Your goal ->
Please write out, word for word, everything in the entries below from the line containing "Note: mark the pointed" down to the line containing "pixel 177 147", including both of those lines.

Entries from a pointing dataset

★ ★ ★

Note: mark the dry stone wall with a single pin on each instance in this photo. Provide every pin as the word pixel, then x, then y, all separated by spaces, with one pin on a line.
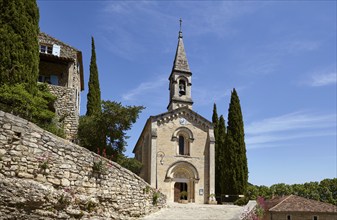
pixel 45 177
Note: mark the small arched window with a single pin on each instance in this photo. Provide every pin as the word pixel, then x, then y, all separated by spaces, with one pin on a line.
pixel 181 145
pixel 182 87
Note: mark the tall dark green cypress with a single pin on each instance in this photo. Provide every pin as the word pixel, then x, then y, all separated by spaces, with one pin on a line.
pixel 215 121
pixel 221 152
pixel 19 50
pixel 94 93
pixel 236 159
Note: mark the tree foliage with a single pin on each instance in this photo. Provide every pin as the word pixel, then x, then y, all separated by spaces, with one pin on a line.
pixel 19 54
pixel 236 168
pixel 94 93
pixel 35 107
pixel 324 191
pixel 223 171
pixel 107 129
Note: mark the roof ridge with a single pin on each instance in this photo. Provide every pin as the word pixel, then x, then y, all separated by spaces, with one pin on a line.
pixel 280 202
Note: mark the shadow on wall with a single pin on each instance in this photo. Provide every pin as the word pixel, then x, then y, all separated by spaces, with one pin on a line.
pixel 42 175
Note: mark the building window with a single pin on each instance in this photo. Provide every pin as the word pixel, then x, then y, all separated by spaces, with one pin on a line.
pixel 182 87
pixel 181 145
pixel 44 79
pixel 46 49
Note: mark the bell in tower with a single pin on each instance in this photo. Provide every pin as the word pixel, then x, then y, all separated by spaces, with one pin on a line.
pixel 180 78
pixel 182 88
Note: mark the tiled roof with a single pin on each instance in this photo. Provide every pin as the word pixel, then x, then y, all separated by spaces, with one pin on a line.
pixel 67 51
pixel 294 203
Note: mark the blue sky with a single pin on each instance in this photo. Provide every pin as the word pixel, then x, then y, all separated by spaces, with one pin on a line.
pixel 279 55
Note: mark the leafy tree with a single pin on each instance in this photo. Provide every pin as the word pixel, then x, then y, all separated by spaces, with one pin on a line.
pixel 108 128
pixel 281 189
pixel 237 179
pixel 37 108
pixel 19 54
pixel 324 191
pixel 94 94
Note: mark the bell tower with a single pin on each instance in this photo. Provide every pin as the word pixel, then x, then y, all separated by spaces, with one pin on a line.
pixel 180 78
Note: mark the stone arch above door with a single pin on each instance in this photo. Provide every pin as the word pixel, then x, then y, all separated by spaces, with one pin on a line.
pixel 182 170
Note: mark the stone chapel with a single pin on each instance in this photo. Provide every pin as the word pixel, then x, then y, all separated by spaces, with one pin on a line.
pixel 176 147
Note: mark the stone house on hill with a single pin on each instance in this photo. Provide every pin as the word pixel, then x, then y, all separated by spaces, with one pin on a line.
pixel 176 148
pixel 298 208
pixel 61 67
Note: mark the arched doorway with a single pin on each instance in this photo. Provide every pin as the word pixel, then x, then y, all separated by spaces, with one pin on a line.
pixel 178 188
pixel 183 175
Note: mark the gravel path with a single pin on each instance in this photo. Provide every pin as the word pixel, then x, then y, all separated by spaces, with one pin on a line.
pixel 197 211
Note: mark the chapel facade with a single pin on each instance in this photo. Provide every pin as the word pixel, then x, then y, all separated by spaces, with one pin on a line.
pixel 176 148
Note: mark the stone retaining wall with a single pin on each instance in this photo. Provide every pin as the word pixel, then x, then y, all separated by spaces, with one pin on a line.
pixel 43 176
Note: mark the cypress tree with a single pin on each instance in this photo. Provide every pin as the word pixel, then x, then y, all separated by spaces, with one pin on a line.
pixel 19 51
pixel 94 93
pixel 215 121
pixel 221 150
pixel 236 159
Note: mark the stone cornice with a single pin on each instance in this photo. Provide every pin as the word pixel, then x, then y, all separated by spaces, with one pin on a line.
pixel 185 112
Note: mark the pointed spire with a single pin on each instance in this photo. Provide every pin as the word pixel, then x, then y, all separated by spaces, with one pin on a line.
pixel 180 60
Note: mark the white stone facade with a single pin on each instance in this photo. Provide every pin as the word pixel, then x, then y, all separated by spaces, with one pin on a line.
pixel 177 147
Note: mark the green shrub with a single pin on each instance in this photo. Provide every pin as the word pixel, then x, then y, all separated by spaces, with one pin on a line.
pixel 37 106
pixel 241 201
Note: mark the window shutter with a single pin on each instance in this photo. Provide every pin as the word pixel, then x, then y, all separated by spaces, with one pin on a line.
pixel 56 50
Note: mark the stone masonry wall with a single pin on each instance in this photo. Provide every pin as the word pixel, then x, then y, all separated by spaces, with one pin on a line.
pixel 66 110
pixel 46 177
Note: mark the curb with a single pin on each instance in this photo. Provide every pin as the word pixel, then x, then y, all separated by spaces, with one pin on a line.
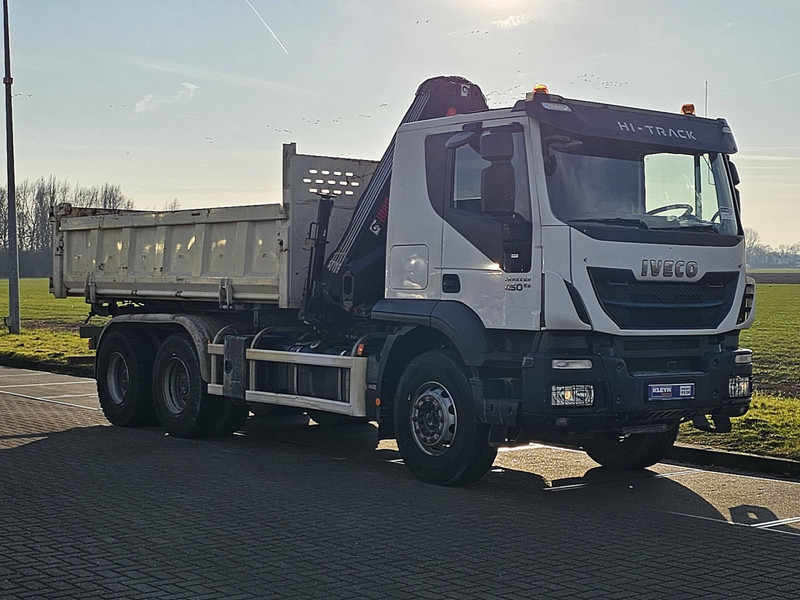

★ ★ ★

Response to this task ->
Note: mark the pointed spire with a single pin on each instance in this photo. Provide every pin as the word pixel, then x, then y, all separated by spaces, with one pin on a line.
pixel 180 60
Note: mark the white stone facade with a single pin on each instance in this photo. Provide every pin as the word pixel, then x, then y, all separated by spaces, with one pin on a line.
pixel 177 147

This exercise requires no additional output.